Bounding box annotation records:
=-=-=

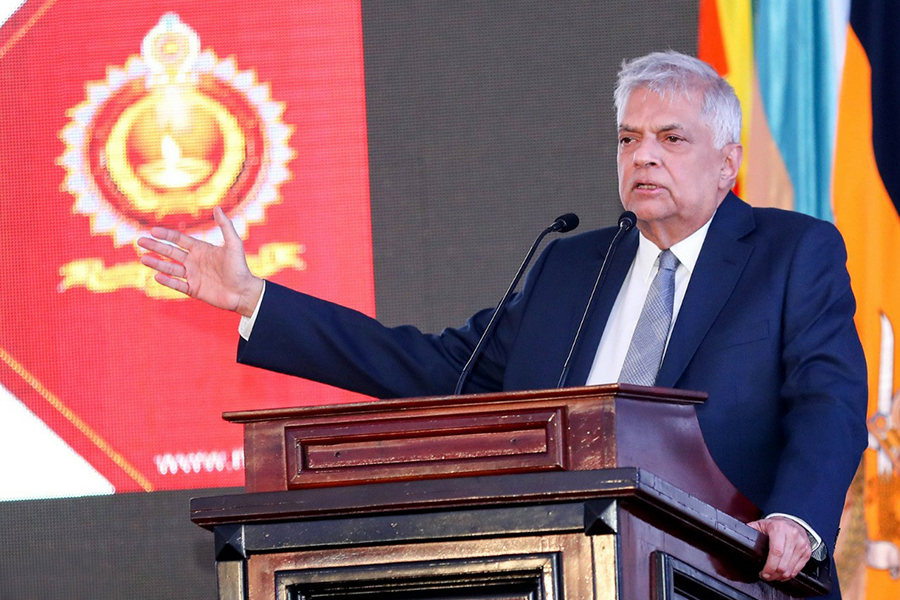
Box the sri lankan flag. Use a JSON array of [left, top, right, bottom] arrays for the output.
[[699, 0, 900, 600]]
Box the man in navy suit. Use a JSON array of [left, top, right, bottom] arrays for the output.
[[139, 52, 867, 597]]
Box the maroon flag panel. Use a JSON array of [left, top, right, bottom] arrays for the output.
[[0, 0, 375, 492]]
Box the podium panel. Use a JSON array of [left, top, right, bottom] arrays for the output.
[[191, 385, 830, 600]]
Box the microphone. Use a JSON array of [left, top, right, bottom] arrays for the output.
[[453, 213, 579, 396], [556, 210, 637, 388]]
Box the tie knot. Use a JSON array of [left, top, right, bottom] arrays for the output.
[[659, 250, 678, 271]]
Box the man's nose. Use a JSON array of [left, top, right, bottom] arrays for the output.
[[632, 138, 659, 167]]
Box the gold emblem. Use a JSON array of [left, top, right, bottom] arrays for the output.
[[59, 13, 305, 297]]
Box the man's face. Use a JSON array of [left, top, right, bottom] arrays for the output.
[[617, 88, 742, 248]]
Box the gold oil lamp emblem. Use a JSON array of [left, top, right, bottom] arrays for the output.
[[59, 13, 306, 298]]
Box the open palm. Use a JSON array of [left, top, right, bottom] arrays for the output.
[[137, 207, 262, 316]]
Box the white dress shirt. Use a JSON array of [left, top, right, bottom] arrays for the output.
[[585, 219, 712, 385]]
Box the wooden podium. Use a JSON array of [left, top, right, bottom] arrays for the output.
[[191, 384, 830, 600]]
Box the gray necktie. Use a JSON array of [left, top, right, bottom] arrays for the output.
[[619, 250, 678, 385]]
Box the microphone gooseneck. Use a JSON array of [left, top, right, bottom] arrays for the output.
[[453, 213, 578, 396], [556, 210, 637, 388]]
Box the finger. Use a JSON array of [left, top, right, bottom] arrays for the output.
[[138, 237, 187, 262], [153, 273, 190, 296], [759, 528, 784, 581], [150, 227, 198, 250], [141, 254, 187, 279], [213, 206, 241, 242]]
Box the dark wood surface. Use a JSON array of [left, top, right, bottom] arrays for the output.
[[225, 384, 759, 521], [191, 385, 829, 600]]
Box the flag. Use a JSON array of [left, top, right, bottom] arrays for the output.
[[699, 0, 900, 600]]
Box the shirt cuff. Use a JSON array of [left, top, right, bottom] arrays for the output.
[[238, 279, 266, 342], [766, 513, 828, 560]]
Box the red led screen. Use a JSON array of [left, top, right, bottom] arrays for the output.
[[0, 0, 375, 498]]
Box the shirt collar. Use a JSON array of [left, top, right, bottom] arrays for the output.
[[634, 213, 716, 281]]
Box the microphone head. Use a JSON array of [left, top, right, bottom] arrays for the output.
[[619, 210, 637, 231], [551, 213, 580, 233]]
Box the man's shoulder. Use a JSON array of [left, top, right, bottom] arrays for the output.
[[734, 196, 842, 245]]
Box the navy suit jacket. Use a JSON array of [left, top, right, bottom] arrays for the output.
[[238, 194, 867, 568]]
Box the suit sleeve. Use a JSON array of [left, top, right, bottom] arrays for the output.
[[237, 238, 554, 398], [762, 222, 868, 551]]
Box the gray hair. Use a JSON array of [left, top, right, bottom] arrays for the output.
[[614, 50, 741, 148]]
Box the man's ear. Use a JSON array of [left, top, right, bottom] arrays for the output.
[[719, 144, 744, 190]]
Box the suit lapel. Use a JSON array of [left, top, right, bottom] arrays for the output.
[[567, 229, 638, 385], [656, 194, 755, 387]]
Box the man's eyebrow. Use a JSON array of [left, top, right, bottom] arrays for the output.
[[653, 123, 684, 133], [619, 123, 684, 133]]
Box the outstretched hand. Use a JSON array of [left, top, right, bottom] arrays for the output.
[[137, 206, 263, 317], [747, 516, 812, 581]]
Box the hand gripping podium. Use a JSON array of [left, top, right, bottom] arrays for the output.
[[191, 384, 830, 600]]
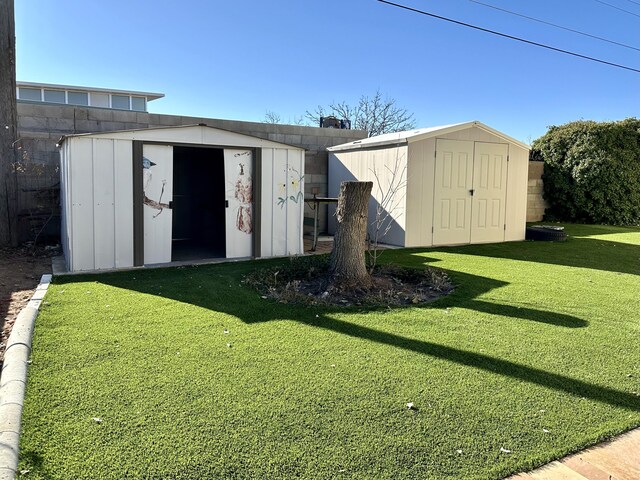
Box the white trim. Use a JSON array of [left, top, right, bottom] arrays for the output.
[[16, 82, 164, 100], [327, 120, 530, 152]]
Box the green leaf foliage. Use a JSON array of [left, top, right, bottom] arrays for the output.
[[531, 118, 640, 225]]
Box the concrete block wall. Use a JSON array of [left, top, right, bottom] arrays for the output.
[[527, 162, 548, 222], [18, 101, 367, 241]]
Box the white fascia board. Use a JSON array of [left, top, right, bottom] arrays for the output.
[[57, 124, 305, 151], [16, 82, 164, 101]]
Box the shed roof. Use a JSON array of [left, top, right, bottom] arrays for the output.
[[327, 120, 529, 152], [16, 82, 164, 102], [58, 124, 304, 150]]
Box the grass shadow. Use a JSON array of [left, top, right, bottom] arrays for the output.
[[420, 225, 640, 275], [84, 256, 640, 411]]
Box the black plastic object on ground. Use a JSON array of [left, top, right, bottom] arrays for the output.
[[525, 225, 567, 242]]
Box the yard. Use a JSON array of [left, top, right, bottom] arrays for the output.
[[20, 225, 640, 479]]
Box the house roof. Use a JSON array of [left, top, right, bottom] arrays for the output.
[[327, 121, 529, 152], [56, 123, 304, 150], [16, 82, 164, 102]]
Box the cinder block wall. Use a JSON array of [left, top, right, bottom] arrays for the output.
[[527, 162, 548, 222], [18, 101, 367, 241]]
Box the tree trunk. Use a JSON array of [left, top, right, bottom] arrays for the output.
[[0, 0, 18, 246], [330, 182, 373, 287]]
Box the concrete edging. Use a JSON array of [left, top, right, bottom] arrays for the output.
[[0, 275, 51, 480]]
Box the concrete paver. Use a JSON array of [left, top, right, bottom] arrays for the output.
[[506, 428, 640, 480]]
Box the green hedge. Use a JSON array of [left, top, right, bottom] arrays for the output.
[[531, 118, 640, 225]]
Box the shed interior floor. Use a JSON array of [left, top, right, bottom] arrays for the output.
[[171, 146, 226, 261]]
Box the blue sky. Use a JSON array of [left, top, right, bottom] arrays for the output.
[[15, 0, 640, 142]]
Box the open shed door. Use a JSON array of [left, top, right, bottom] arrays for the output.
[[224, 148, 254, 258], [471, 142, 509, 243], [433, 139, 473, 245], [142, 145, 173, 265]]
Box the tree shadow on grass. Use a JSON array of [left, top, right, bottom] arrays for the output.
[[87, 253, 640, 411], [18, 450, 51, 480]]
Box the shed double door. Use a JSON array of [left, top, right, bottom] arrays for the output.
[[142, 144, 253, 265], [433, 139, 509, 245]]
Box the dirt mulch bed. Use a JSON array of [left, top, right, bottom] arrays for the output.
[[0, 247, 59, 363], [244, 256, 453, 307]]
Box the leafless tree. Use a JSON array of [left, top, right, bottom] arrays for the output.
[[263, 110, 308, 126], [0, 0, 18, 246], [367, 157, 407, 273], [330, 182, 373, 288], [305, 90, 416, 137], [263, 110, 282, 124]]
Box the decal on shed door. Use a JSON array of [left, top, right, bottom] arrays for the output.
[[142, 145, 173, 265], [433, 139, 509, 245], [224, 148, 253, 258], [433, 139, 473, 245], [471, 142, 509, 243]]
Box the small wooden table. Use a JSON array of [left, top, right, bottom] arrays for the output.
[[304, 195, 338, 252]]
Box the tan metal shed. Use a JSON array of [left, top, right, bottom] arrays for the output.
[[60, 125, 305, 272], [327, 121, 529, 247]]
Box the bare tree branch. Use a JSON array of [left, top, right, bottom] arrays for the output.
[[264, 110, 282, 123], [305, 90, 416, 137]]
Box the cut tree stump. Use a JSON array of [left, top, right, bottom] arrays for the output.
[[330, 182, 373, 288]]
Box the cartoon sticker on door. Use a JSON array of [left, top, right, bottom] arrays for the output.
[[224, 149, 253, 258]]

=-=-=

== AIM OF THE EXERCISE ==
Please copy every text line of the records above word for word, including each box instruction and the coordinate array that follows it. Leave out the pictures.

== ANSWER TO THIS EXERCISE ==
Box the sri lankan flag. Use a JSON array of [left, top, right, bottom] arrays for the output.
[[699, 0, 900, 600]]
Box the man in navy suit. Use a JSON array of [left, top, right, bottom] arrays for the output.
[[139, 52, 867, 597]]
Box the maroon flag panel. Use a JSON array of [left, top, right, bottom] arrays for the output.
[[0, 0, 375, 492]]
Box the podium panel. Use a JSON array of [left, top, right, bottom] arrays for the output.
[[191, 385, 830, 600]]
Box the microphone. Use a JSON array of [left, top, right, bottom] arrays for the output.
[[453, 213, 579, 396], [556, 210, 637, 388]]
Box the tie knot. Use a JSON array of [left, top, right, bottom] arrays for the output.
[[659, 250, 678, 271]]
Box the man's nose. Use a JSON array of [left, top, right, bottom] arrays for the output.
[[632, 138, 659, 167]]
Box the gold emblem. Use a JSON array of [left, top, right, bottom] arrays for the output.
[[59, 13, 305, 297]]
Box the man's face. Use a JSON array of [left, top, right, bottom] arrays for the output.
[[617, 88, 742, 248]]
Box the gold oil lamp emblem. Use a JSON array of [left, top, right, bottom] arrays for the output.
[[59, 13, 306, 298]]
Box the open palm. Use a JSON array of [left, top, right, bottom] arrays for the output.
[[137, 207, 262, 316]]
Box the white dress shirt. Use a JSON array of [left, top, right, bottom] arrays for the output.
[[585, 219, 712, 385]]
Box the wooden podium. Use a JSON array of [left, top, right, bottom] arrays for the output.
[[191, 384, 830, 600]]
Box the gray necktie. Use a JSON array of [left, top, right, bottom] arrays for the output.
[[619, 250, 678, 385]]
Box the microphone gooseneck. Use a JSON array of [left, top, right, bottom] arrays for the output.
[[453, 213, 578, 396], [556, 210, 637, 388]]
Box the finger. Use a JSON array of [left, top, right, bottom] arrays for the output.
[[138, 237, 187, 262], [153, 273, 190, 296], [759, 528, 784, 581], [150, 227, 198, 250], [141, 254, 187, 279], [213, 206, 241, 242]]
Box the dark wood surface. Use a JSON array of [left, top, right, bottom] arrays for the output.
[[225, 384, 759, 521], [191, 385, 829, 600]]
Box the flag. Use a JSON array of [left, top, right, bottom] arrays for the output.
[[699, 0, 900, 600]]
Box the shirt cuff. Use a JSON array of [left, top, right, bottom] arrays for the output.
[[238, 279, 266, 342], [766, 513, 828, 560]]
Box the red led screen. Use a JSON array of [left, top, right, bottom] arrays for the output.
[[0, 0, 375, 498]]
Box the shirt collar. Use a JSON array of [left, top, right, bottom] arrays for the output.
[[634, 213, 716, 281]]
Box the microphone head. Use a JSON array of [left, top, right, bottom] arrays for the output.
[[619, 210, 637, 231], [551, 213, 580, 233]]
Box the man's shoulder. Use a JSON array of [left, top, right, bottom] arrays for the output.
[[734, 196, 842, 245]]
Box the navy suit jacket. Use a JSON array of [left, top, right, bottom] arrays for the output.
[[238, 194, 867, 568]]
Box the suit sleeve. Use a JSON array of [left, top, right, bottom] arrays for the output.
[[237, 238, 554, 398], [762, 222, 868, 551]]
Box the gray hair. Use a JSON array of [left, top, right, bottom] arrays for the output.
[[614, 50, 741, 148]]
Box the man's ear. Use a JSON array of [left, top, right, bottom] arrays for the output.
[[719, 144, 744, 190]]
Box the suit lapel. Use a JSON array of [left, top, right, bottom] arrays for the output.
[[567, 229, 638, 385], [656, 194, 755, 387]]
Box the man's eyebrow. Use a JSON array of [left, top, right, bottom] arrays for the output.
[[653, 123, 684, 133], [619, 123, 684, 133]]
Box the outstretched hand. Use a JSON array of [left, top, right, bottom] arrays for the output.
[[137, 206, 263, 317], [747, 516, 812, 581]]
Box the hand gripping podium. Use a JSON array of [left, top, right, bottom] arrays for the output.
[[191, 384, 830, 600]]
Box the white trim. Use a JSON array of [left, top, right, bottom] arrays for the output.
[[16, 82, 164, 100], [327, 120, 530, 152]]
Box the green leaf foliage. Use a JSON array of [left, top, right, bottom] arrays for the output.
[[531, 118, 640, 225]]
Box the concrete block wall. Use a JSON array of [left, top, right, bottom] arrays for the output.
[[527, 162, 548, 222], [18, 101, 367, 241]]
Box the white fascia board. Use a JSON array of [left, top, right, bottom] arrays for the output.
[[57, 124, 305, 151], [16, 82, 164, 101]]
Box the shed roof. Use a JSON array of [left, top, right, bottom] arrays for the output.
[[327, 120, 529, 152], [16, 82, 164, 102], [58, 124, 304, 150]]
Box the grass shadow. Use a JSON array of [left, top, right, bottom] arrays for the output.
[[420, 225, 640, 275], [84, 256, 640, 411]]
Box the black plastic object on ground. Use a JSON array of [left, top, right, bottom] arrays for the output.
[[525, 225, 567, 242]]
Box the yard. Use a JSON array of [left, top, right, bottom] arrays for the output.
[[20, 225, 640, 479]]
Box the house roof. Use a JSON array of [left, top, right, bottom] arrays for the output.
[[327, 121, 529, 152], [56, 123, 304, 150], [16, 82, 164, 102]]
Box the cinder block wall. Use a JSON array of [left, top, right, bottom] arrays for the output.
[[527, 162, 548, 222], [18, 101, 367, 241]]
Box the tree trunk. Use a JSON array of [left, top, right, bottom] arrays for the output.
[[0, 0, 18, 246], [330, 182, 373, 287]]
Box the concrete edging. Use a JSON array of [left, top, right, bottom] arrays for the output.
[[0, 275, 51, 480]]
Box the concrete paver. Use a JSON array of [left, top, right, bottom] arrays for the output.
[[506, 428, 640, 480]]
Box the green hedge. Use a JSON array of [left, top, right, bottom] arrays for the output.
[[531, 118, 640, 225]]
Box the shed interior floor. Use a JSON array of [left, top, right, bottom] arrays for the output.
[[171, 146, 226, 261]]
Box the blue sky. Use a JSON array of [left, top, right, bottom] arrays for the output.
[[15, 0, 640, 142]]
Box the open shed door. Use a JSON array of [left, top, right, bottom] arrays for the output.
[[224, 148, 254, 258], [471, 142, 509, 243], [433, 139, 473, 245], [142, 145, 173, 265]]
Box the tree shadow on grass. Use a JSON array of [left, top, right, bottom] arrays for the output.
[[87, 253, 640, 411], [18, 450, 51, 480]]
Box the shed double door. Use a JSON array of [left, top, right, bottom] arrays for the output.
[[142, 144, 253, 265], [433, 139, 509, 245]]
Box the dirt mulch bed. Use a JSON array of [left, top, right, bottom] arrays for the output.
[[0, 247, 59, 363], [244, 256, 453, 307]]
Box the leafless tree. Use a JSON array of [left, top, right, bottom] arrays for the output.
[[263, 110, 308, 126], [0, 0, 18, 246], [367, 157, 407, 273], [330, 182, 373, 288], [305, 90, 416, 137], [263, 110, 282, 124]]
Box the decal on shed door. Use a JSON array of [left, top, right, bottom] arrays for the output.
[[142, 145, 173, 265], [433, 139, 509, 245], [224, 148, 253, 258], [433, 139, 473, 245], [471, 142, 509, 243]]
Box the small wooden table. Use a JSON array of [left, top, right, bottom] arrays for the output.
[[304, 195, 338, 252]]
Box the tan metal shed. Use a JSON array of [left, top, right, bottom] arrays for the output.
[[60, 125, 305, 272], [327, 121, 529, 247]]
Box the bare tree branch. Use a JSON array of [left, top, right, bottom] arrays for the output.
[[264, 110, 282, 123], [305, 90, 416, 137]]
Box the cut tree stump. Use a JSON array of [left, top, right, bottom] arrays for the output.
[[330, 182, 373, 288]]
Box the cartoon sticker on door. Use a JSON array of [left, top, right, bottom] arrays for the output.
[[224, 149, 253, 258]]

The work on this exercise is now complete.